#### [EXCERPTED PASSAGE]

The good news is, hugs (albeit, not the traditional kind), come in all shapes and sizes. Whether it’s a tousle of your son’s hair before he leaves for school, a high-five when your daughter scores a goal, a gentle elbow nudge when you share an inside joke, or a back rub when your son plops himself next to you on the couch at 10 o’clock at night – even though our kids are growing up and on the cusp of becoming adults, they silently crave our touch – even though they’re way too cool to admit it.

Of course, it’s important to respect our kid’s desire – or lack of desire – for affection, most teenagers will welcome their parent’s touch when it’s given in small increments at the right time.

Science-Backed Reasons to Give Your Teen a Tight Squeeze

Aside from the sappy, feel-good side of hugging, there is plenty of science-backed evidence supporting the benefits of hugging our teens.

#### [REQUIRED TASKS]
• a. Answer these from the passage on hugging teens:
(i) At what hour does the son plop himself next to the parent on the couch?
(ii) In what way, according to the passage, will most teenagers welcome their parent's touch?
(iii) What does the heading say to give your teen?
• b. List every form of touch that the passage on hugging teens gives as a kind of hug.
• c. Reproduce the passage on hugging teens word for word, everything from "The good news" down to "to admit it.".
The listing is separate material, apart from the passage on hugging teens.

#### [SOURCE EXCERPT]
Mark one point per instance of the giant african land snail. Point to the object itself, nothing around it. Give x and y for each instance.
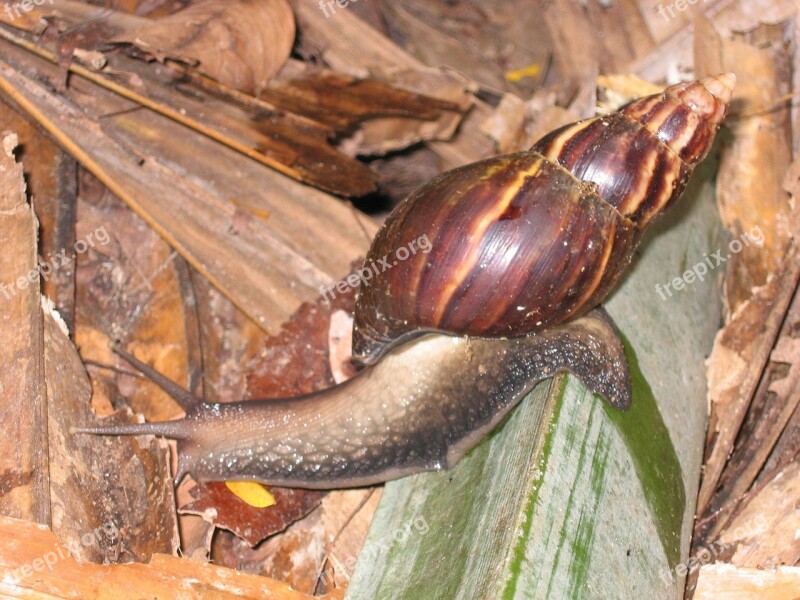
(524, 246)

#### [ANSWERS TO THE TASKS]
• a.
(i) At 10 o'clock at night.
(ii) When it's given in small increments at the right time.
(iii) A tight squeeze.

• b.
- A tousle of your son's hair before he leaves for school
- A high-five when your daughter scores a goal
- A gentle elbow nudge when you share an inside joke
- A back rub when your son plops himself next to you on the couch

• c.
The good news is, hugs (albeit, not the traditional kind), come in all shapes and sizes. Whether it’s a tousle of your son’s hair before he leaves for school, a high-five when your daughter scores a goal, a gentle elbow nudge when you share an inside joke, or a back rub when your son plops himself next to you on the couch at 10 o’clock at night – even though our kids are growing up and on the cusp of becoming adults, they silently crave our touch – even though they’re way too cool to admit it.